= Beginning of Section =

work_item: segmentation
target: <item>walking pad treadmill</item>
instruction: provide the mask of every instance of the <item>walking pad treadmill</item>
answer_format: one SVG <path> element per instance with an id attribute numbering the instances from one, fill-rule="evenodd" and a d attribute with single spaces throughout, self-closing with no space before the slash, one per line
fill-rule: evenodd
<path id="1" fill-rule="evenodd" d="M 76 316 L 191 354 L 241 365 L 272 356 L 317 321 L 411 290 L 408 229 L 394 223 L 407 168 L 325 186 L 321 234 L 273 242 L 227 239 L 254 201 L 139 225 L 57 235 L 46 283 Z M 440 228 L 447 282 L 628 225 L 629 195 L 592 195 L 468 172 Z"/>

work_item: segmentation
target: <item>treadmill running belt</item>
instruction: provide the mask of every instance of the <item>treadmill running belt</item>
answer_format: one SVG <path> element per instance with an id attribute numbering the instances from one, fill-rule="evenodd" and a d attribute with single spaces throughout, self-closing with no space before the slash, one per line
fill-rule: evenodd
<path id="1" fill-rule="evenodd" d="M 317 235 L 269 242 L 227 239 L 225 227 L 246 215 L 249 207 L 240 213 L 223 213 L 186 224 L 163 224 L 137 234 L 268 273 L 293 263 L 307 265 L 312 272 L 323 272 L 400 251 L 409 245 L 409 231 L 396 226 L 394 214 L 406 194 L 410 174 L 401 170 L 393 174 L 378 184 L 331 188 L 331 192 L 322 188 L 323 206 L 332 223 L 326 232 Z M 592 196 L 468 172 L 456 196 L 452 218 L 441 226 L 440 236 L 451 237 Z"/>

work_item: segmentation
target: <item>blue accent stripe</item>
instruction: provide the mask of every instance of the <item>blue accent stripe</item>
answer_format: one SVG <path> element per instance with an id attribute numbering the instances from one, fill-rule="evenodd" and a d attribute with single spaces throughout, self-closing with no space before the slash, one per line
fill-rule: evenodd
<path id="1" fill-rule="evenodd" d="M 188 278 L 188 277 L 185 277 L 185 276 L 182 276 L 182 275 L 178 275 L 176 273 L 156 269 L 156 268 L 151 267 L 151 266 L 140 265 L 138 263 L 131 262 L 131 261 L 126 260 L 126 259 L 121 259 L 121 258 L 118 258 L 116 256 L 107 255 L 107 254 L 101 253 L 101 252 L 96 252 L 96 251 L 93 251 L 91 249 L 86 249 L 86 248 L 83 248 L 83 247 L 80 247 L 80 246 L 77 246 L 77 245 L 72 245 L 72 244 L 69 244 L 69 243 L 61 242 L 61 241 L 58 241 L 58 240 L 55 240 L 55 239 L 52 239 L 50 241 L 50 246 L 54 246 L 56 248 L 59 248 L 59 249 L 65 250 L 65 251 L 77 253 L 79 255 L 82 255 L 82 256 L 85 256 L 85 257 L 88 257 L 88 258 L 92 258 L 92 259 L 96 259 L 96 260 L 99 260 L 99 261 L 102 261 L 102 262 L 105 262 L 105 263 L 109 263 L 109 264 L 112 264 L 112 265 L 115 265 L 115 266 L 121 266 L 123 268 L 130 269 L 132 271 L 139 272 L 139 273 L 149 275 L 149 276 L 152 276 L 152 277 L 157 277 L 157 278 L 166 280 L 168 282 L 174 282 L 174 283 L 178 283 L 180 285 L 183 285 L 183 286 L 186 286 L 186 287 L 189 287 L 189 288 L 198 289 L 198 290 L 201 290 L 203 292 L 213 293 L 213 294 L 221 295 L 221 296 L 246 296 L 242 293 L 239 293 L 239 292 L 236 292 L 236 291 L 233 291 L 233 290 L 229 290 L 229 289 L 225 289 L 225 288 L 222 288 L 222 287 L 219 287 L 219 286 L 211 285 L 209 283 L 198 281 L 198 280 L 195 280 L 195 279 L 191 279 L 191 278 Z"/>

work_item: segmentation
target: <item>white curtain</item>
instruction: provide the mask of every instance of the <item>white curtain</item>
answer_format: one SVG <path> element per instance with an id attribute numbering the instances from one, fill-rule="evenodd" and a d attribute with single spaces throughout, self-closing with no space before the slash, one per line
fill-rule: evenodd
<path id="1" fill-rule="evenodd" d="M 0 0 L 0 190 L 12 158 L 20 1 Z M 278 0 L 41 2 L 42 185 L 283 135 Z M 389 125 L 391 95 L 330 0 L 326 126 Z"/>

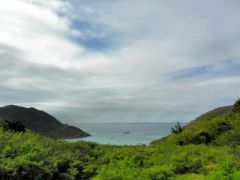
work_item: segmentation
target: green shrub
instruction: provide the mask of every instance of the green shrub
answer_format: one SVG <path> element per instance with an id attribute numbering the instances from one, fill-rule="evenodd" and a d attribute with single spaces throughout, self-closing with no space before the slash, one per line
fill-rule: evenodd
<path id="1" fill-rule="evenodd" d="M 173 176 L 173 171 L 169 167 L 156 166 L 147 169 L 147 179 L 150 180 L 167 180 Z"/>
<path id="2" fill-rule="evenodd" d="M 180 134 L 183 131 L 182 126 L 179 122 L 177 122 L 175 127 L 172 127 L 171 130 L 172 130 L 172 133 L 174 134 Z"/>
<path id="3" fill-rule="evenodd" d="M 176 162 L 174 172 L 176 174 L 199 173 L 201 167 L 202 167 L 201 160 L 191 162 L 185 159 Z"/>
<path id="4" fill-rule="evenodd" d="M 233 105 L 233 112 L 240 113 L 240 99 L 238 99 Z"/>
<path id="5" fill-rule="evenodd" d="M 3 122 L 3 129 L 6 131 L 25 132 L 26 128 L 20 121 L 7 121 Z"/>
<path id="6" fill-rule="evenodd" d="M 215 140 L 215 143 L 219 146 L 240 145 L 240 129 L 235 129 L 235 130 L 225 132 L 221 136 L 217 137 L 217 139 Z"/>

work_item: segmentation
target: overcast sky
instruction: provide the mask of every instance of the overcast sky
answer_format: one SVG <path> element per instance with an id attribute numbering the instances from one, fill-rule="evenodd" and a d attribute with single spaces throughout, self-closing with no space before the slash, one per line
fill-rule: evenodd
<path id="1" fill-rule="evenodd" d="M 0 105 L 189 121 L 240 94 L 239 0 L 2 0 Z"/>

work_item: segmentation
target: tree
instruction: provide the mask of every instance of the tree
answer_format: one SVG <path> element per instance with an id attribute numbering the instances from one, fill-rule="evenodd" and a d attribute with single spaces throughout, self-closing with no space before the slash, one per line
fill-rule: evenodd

= End of Section =

WHAT IS EXPECTED:
Repeat each entry precisely as it appears. Leave the pictures out.

REPLY:
work_item: segmentation
target: <item>walking pad treadmill</item>
instruction: provide the mask of every instance of the <item>walking pad treadmill</item>
answer_format: one SVG <path> element per instance with an id attribute numbering the instances from one, fill-rule="evenodd" and a d attribute with single spaces throughout, self-closing with no space before the slash, one per line
fill-rule: evenodd
<path id="1" fill-rule="evenodd" d="M 76 316 L 191 354 L 241 365 L 272 356 L 317 321 L 411 290 L 408 229 L 394 223 L 407 168 L 325 186 L 321 234 L 273 242 L 227 239 L 254 201 L 139 225 L 57 235 L 46 283 Z M 440 228 L 447 282 L 628 225 L 629 195 L 592 195 L 468 172 Z"/>

work_item: segmentation
target: <item>treadmill running belt</item>
instruction: provide the mask of every instance of the <item>treadmill running belt</item>
answer_format: one SVG <path> element per instance with an id attribute numbering the instances from one, fill-rule="evenodd" and a d attribute with single spaces throughout, self-closing with no space before the slash, one per line
fill-rule: evenodd
<path id="1" fill-rule="evenodd" d="M 317 235 L 269 242 L 227 239 L 225 227 L 246 215 L 249 207 L 240 213 L 223 213 L 186 224 L 163 224 L 137 234 L 268 273 L 293 263 L 307 265 L 312 272 L 323 272 L 400 251 L 409 245 L 409 231 L 396 226 L 394 214 L 406 194 L 410 174 L 401 170 L 393 174 L 378 184 L 331 188 L 331 192 L 322 188 L 323 206 L 332 223 L 326 232 Z M 592 196 L 468 172 L 456 196 L 452 218 L 441 226 L 440 236 L 451 237 Z"/>

work_item: segmentation
target: <item>blue accent stripe</item>
instruction: provide the mask of every instance of the <item>blue accent stripe</item>
answer_format: one SVG <path> element per instance with an id attribute numbering the instances from one, fill-rule="evenodd" and a d attribute with single spaces throughout, self-closing with no space before the slash, one per line
fill-rule: evenodd
<path id="1" fill-rule="evenodd" d="M 188 278 L 188 277 L 185 277 L 185 276 L 182 276 L 182 275 L 178 275 L 176 273 L 156 269 L 156 268 L 151 267 L 151 266 L 140 265 L 138 263 L 131 262 L 131 261 L 126 260 L 126 259 L 121 259 L 121 258 L 118 258 L 116 256 L 107 255 L 107 254 L 101 253 L 101 252 L 96 252 L 96 251 L 93 251 L 91 249 L 86 249 L 86 248 L 83 248 L 83 247 L 80 247 L 80 246 L 77 246 L 77 245 L 72 245 L 72 244 L 69 244 L 69 243 L 61 242 L 61 241 L 58 241 L 58 240 L 55 240 L 55 239 L 52 239 L 50 241 L 50 246 L 54 246 L 56 248 L 59 248 L 59 249 L 65 250 L 65 251 L 77 253 L 79 255 L 82 255 L 82 256 L 85 256 L 85 257 L 88 257 L 88 258 L 92 258 L 92 259 L 96 259 L 96 260 L 99 260 L 99 261 L 102 261 L 102 262 L 105 262 L 105 263 L 109 263 L 109 264 L 112 264 L 112 265 L 115 265 L 115 266 L 121 266 L 123 268 L 130 269 L 132 271 L 139 272 L 139 273 L 149 275 L 149 276 L 152 276 L 152 277 L 157 277 L 157 278 L 166 280 L 168 282 L 174 282 L 174 283 L 178 283 L 180 285 L 183 285 L 183 286 L 186 286 L 186 287 L 189 287 L 189 288 L 198 289 L 198 290 L 201 290 L 203 292 L 213 293 L 213 294 L 221 295 L 221 296 L 246 296 L 242 293 L 239 293 L 239 292 L 236 292 L 236 291 L 233 291 L 233 290 L 229 290 L 229 289 L 225 289 L 225 288 L 222 288 L 222 287 L 219 287 L 219 286 L 211 285 L 209 283 L 198 281 L 198 280 L 195 280 L 195 279 L 191 279 L 191 278 Z"/>

work_item: segmentation
target: <item>white curtain</item>
instruction: provide the mask of every instance of the <item>white curtain</item>
answer_format: one SVG <path> element per instance with an id attribute numbering the instances from one, fill-rule="evenodd" and a d attribute with single spaces throughout, self-closing with no space before the slash, one per line
fill-rule: evenodd
<path id="1" fill-rule="evenodd" d="M 0 0 L 0 190 L 12 158 L 20 1 Z M 278 0 L 41 2 L 42 185 L 283 135 Z M 389 125 L 391 95 L 330 0 L 326 126 Z"/>

work_item: segmentation
target: green shrub
instruction: provide the mask of every instance of the green shrub
answer_format: one SVG <path> element per instance with an id attribute numbering the instances from one, fill-rule="evenodd" and a d attribute with single spaces throughout, self-closing with no space before the slash, one per line
fill-rule: evenodd
<path id="1" fill-rule="evenodd" d="M 173 176 L 173 171 L 169 167 L 156 166 L 147 169 L 147 179 L 150 180 L 167 180 Z"/>
<path id="2" fill-rule="evenodd" d="M 180 134 L 183 131 L 182 126 L 179 122 L 177 122 L 175 127 L 172 127 L 171 130 L 172 130 L 172 133 L 174 134 Z"/>
<path id="3" fill-rule="evenodd" d="M 176 162 L 174 172 L 176 174 L 199 173 L 201 167 L 202 167 L 201 160 L 191 162 L 185 159 Z"/>
<path id="4" fill-rule="evenodd" d="M 233 105 L 233 112 L 240 113 L 240 99 L 238 99 Z"/>
<path id="5" fill-rule="evenodd" d="M 3 122 L 3 129 L 6 131 L 25 132 L 26 128 L 20 121 L 7 121 Z"/>
<path id="6" fill-rule="evenodd" d="M 215 140 L 215 143 L 219 146 L 240 145 L 240 129 L 235 129 L 235 130 L 225 132 L 221 136 L 217 137 L 217 139 Z"/>

work_item: segmentation
target: overcast sky
instruction: provide the mask of every instance of the overcast sky
answer_format: one SVG <path> element per instance with an id attribute numbering the instances from one, fill-rule="evenodd" and a d attribute with single spaces throughout, self-closing with no space before the slash, one per line
fill-rule: evenodd
<path id="1" fill-rule="evenodd" d="M 0 105 L 189 121 L 240 94 L 239 0 L 2 0 Z"/>

work_item: segmentation
target: tree
instruction: provide the mask of every instance of the tree
answer_format: one SVG <path> element per instance with an id attribute numbering the instances from one, fill-rule="evenodd" and a d attribute with single spaces throughout, self-closing with no space before the slash, one per line
fill-rule: evenodd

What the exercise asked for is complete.